(Goal):
Reproduce this listing in full.

[Saved data entries]
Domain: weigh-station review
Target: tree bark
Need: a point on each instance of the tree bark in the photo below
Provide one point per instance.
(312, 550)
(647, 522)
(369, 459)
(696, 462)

(Written response):
Domain: weigh-station review
Target: tree bark
Need: a point on each instance of the tree bark in the photo below
Provide one point per instance.
(312, 550)
(647, 522)
(369, 459)
(696, 462)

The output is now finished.